═════ Input material
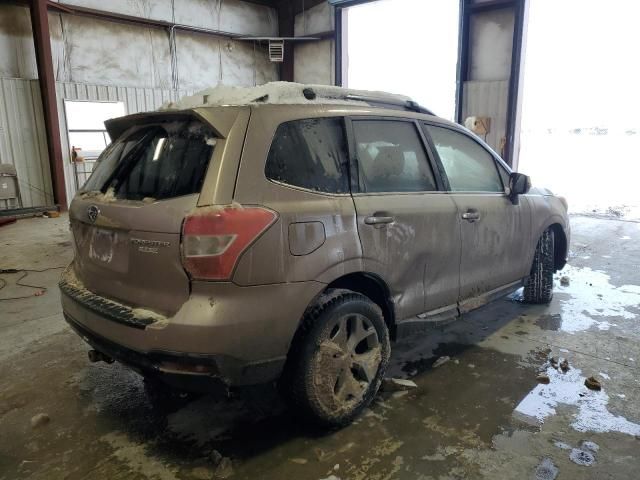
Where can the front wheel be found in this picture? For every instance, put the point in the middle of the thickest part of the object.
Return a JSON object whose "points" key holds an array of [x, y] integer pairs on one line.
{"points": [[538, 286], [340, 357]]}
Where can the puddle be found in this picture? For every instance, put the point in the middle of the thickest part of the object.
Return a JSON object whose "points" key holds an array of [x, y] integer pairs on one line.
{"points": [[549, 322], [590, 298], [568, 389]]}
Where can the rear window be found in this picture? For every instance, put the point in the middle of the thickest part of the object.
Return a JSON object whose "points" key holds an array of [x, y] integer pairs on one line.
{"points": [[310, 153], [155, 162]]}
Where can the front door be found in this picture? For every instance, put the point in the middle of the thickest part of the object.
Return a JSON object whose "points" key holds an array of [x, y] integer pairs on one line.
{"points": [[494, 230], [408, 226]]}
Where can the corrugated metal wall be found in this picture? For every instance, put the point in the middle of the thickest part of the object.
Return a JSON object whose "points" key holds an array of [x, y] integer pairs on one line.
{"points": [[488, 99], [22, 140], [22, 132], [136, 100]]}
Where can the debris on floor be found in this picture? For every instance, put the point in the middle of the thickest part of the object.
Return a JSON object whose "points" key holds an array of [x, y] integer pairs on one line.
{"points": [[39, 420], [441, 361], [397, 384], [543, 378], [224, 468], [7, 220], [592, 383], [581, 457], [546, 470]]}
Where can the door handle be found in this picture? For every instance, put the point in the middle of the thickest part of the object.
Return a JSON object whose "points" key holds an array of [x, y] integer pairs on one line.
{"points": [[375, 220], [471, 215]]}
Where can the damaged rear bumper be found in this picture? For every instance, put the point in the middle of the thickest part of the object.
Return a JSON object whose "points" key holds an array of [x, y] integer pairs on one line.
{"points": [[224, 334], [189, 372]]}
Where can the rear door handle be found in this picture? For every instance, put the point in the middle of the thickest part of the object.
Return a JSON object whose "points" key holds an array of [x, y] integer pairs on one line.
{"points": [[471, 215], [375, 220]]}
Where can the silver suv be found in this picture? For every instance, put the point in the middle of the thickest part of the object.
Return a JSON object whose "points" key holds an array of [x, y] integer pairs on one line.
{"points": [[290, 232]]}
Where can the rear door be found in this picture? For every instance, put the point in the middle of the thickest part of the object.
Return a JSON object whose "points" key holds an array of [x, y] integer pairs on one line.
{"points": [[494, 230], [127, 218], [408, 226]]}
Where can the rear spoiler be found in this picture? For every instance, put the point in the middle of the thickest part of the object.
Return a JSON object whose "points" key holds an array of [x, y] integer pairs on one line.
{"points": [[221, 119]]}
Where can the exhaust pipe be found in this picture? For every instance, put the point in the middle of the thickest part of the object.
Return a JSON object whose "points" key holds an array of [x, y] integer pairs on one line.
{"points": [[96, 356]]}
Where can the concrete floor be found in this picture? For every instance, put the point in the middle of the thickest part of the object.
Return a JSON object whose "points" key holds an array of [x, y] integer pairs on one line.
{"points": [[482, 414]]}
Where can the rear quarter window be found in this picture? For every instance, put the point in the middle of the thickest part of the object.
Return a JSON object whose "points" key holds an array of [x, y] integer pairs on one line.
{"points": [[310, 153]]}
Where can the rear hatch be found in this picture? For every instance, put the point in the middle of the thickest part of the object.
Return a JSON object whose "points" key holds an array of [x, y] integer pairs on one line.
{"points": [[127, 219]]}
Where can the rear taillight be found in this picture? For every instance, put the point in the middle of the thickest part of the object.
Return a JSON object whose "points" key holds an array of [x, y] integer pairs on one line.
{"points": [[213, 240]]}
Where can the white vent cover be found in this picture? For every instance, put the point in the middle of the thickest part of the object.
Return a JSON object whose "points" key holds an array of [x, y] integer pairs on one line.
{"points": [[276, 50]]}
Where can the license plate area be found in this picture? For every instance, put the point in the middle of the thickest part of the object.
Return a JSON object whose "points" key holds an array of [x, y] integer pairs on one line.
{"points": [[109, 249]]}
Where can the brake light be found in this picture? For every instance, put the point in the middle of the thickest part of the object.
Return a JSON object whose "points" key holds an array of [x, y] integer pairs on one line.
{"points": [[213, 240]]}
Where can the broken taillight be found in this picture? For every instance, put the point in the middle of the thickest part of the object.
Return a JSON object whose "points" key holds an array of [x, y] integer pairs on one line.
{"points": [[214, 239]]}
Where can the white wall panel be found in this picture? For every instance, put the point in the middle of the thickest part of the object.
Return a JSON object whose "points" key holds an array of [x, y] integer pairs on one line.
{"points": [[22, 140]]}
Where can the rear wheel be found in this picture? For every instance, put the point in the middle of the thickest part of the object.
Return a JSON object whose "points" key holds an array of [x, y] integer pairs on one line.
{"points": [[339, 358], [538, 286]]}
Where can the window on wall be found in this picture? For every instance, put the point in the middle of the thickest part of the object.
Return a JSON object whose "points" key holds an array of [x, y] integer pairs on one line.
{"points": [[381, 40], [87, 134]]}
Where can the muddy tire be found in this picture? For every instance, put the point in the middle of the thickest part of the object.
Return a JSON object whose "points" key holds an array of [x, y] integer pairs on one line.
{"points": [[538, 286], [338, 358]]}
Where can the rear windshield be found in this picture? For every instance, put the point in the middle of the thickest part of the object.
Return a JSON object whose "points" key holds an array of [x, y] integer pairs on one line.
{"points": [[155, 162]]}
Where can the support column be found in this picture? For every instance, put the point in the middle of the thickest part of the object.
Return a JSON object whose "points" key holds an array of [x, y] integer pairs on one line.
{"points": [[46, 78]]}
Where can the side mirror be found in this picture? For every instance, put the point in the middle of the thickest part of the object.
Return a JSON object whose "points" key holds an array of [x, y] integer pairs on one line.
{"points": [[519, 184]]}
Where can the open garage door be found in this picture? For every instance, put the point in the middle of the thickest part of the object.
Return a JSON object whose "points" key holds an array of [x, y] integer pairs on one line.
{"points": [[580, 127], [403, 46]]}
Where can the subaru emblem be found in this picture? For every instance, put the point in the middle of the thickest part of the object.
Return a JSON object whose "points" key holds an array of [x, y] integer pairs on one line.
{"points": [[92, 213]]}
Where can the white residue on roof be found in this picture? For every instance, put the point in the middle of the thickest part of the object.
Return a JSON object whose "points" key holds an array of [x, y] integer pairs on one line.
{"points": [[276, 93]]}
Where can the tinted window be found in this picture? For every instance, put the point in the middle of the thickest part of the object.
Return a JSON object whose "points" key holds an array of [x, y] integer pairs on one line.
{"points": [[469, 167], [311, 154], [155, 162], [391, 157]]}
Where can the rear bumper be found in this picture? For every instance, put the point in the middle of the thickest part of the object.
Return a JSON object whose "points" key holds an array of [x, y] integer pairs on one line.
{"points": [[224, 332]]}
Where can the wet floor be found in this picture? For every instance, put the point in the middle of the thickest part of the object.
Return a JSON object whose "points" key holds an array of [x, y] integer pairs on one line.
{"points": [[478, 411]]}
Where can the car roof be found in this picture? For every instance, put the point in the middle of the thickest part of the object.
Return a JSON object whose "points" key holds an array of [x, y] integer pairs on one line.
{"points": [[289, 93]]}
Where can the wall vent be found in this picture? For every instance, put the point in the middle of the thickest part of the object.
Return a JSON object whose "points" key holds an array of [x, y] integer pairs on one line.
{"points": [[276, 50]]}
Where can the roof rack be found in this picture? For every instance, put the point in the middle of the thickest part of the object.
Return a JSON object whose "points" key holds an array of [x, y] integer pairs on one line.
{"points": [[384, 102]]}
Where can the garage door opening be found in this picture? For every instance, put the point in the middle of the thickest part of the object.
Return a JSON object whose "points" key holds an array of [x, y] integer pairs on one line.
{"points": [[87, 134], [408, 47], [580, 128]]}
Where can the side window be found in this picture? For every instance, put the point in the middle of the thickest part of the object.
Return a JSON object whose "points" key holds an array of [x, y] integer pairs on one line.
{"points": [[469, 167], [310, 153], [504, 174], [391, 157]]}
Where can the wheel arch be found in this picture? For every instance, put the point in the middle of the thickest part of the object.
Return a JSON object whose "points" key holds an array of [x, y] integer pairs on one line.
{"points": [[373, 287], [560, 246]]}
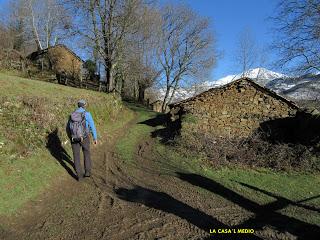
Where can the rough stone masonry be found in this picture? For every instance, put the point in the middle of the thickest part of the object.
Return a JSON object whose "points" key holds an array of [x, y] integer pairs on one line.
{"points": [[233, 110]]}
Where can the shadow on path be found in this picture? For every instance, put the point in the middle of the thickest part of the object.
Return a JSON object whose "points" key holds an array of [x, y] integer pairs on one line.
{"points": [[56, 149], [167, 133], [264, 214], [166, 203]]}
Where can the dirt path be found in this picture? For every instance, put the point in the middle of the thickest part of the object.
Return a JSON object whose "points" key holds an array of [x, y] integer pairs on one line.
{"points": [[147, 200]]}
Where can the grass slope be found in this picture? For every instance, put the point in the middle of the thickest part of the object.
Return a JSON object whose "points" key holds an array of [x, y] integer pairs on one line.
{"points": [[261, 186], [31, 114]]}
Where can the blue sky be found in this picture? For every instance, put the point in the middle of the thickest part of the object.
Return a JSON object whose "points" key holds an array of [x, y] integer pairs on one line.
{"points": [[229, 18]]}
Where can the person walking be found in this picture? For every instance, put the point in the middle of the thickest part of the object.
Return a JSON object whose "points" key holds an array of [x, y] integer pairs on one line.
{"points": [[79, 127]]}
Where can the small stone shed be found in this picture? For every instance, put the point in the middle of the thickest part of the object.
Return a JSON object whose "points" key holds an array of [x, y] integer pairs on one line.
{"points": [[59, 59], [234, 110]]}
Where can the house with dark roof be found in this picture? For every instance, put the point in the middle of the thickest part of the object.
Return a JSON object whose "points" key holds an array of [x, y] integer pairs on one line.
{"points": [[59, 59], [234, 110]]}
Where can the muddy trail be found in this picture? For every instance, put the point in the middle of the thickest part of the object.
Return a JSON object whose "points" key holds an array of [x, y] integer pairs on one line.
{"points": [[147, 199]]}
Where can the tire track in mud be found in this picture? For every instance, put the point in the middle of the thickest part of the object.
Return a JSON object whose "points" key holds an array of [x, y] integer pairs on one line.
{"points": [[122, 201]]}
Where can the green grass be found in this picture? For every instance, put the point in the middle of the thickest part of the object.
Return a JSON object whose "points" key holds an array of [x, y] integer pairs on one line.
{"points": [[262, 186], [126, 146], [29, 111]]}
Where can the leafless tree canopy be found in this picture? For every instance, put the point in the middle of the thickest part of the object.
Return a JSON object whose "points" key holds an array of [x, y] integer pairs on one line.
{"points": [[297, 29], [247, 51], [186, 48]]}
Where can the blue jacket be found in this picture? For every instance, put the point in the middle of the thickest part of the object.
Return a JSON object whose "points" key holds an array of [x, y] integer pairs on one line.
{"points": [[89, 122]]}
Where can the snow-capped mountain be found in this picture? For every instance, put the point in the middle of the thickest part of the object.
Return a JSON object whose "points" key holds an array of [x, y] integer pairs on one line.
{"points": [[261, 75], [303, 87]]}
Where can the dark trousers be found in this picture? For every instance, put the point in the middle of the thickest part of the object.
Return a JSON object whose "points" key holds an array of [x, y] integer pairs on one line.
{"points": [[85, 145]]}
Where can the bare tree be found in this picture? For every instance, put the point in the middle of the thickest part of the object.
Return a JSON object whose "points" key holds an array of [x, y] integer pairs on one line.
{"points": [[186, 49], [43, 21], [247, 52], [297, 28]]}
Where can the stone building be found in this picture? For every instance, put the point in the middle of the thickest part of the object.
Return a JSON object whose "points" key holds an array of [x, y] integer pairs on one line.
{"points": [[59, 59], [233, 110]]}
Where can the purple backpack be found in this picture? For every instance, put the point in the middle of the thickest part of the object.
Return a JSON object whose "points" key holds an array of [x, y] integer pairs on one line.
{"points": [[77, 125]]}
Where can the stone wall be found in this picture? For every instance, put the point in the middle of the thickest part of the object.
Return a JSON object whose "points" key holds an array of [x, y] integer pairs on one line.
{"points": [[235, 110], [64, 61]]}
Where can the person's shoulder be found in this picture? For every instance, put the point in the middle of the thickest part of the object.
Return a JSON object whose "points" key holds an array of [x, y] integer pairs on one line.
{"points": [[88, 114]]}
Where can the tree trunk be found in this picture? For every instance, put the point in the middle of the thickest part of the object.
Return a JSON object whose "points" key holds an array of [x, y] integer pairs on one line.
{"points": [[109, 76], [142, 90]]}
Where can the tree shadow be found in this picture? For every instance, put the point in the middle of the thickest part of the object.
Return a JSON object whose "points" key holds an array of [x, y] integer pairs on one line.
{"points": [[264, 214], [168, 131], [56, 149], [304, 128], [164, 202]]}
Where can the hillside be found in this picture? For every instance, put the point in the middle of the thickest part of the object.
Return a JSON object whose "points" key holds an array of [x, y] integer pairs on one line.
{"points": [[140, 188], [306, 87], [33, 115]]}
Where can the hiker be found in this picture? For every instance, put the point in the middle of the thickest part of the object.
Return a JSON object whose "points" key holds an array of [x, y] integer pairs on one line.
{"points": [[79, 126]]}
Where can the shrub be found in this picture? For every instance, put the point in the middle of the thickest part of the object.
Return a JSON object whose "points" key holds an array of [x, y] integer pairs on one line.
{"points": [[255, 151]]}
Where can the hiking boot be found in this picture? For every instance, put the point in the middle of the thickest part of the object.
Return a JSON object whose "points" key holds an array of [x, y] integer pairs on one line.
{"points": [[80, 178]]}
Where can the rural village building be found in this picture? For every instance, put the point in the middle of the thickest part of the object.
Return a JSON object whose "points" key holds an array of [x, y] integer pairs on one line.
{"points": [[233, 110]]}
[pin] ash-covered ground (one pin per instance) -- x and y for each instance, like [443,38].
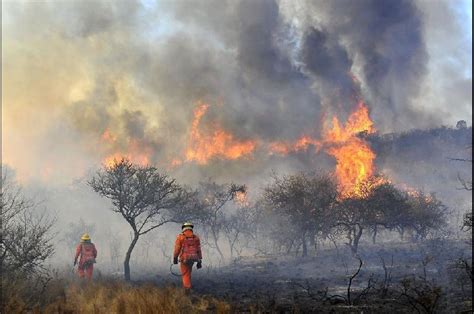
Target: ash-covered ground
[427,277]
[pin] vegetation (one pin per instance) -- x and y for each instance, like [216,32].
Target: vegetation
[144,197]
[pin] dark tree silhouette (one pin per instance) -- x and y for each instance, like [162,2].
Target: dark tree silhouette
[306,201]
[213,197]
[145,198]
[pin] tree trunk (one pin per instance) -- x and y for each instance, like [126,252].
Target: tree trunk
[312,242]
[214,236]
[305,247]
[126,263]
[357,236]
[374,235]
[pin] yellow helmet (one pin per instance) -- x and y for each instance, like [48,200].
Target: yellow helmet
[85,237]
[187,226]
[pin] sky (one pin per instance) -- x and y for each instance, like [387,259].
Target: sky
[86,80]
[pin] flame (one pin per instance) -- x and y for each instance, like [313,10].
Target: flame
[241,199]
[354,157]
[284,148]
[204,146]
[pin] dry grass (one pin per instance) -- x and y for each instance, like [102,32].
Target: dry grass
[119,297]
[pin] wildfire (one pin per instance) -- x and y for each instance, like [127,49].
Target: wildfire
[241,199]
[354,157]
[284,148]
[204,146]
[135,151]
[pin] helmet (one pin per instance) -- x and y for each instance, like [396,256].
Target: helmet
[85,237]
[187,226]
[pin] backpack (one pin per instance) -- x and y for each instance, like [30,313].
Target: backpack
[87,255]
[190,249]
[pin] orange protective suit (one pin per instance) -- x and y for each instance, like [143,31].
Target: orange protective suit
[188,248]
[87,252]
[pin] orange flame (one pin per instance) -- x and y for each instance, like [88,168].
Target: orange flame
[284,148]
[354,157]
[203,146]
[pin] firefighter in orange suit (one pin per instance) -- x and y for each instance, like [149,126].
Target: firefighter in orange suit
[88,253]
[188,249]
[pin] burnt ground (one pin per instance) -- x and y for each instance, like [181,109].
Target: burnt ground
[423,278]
══════════
Looking at the data above, write out exactly the lines that start at the one containing "Where can the brake" and end at the one containing "Where can the broken"; include both and nothing beyond.

Where can the brake light be found in this picture? For every instance, put the point in the middle of the thickest part of the object.
Return a JSON object whose "points" key holds an array of [x, y] integer pairs on one line.
{"points": [[213, 240]]}
Where can the broken taillight be found in this picture? For every instance, put the point in the middle of the thickest part of the object.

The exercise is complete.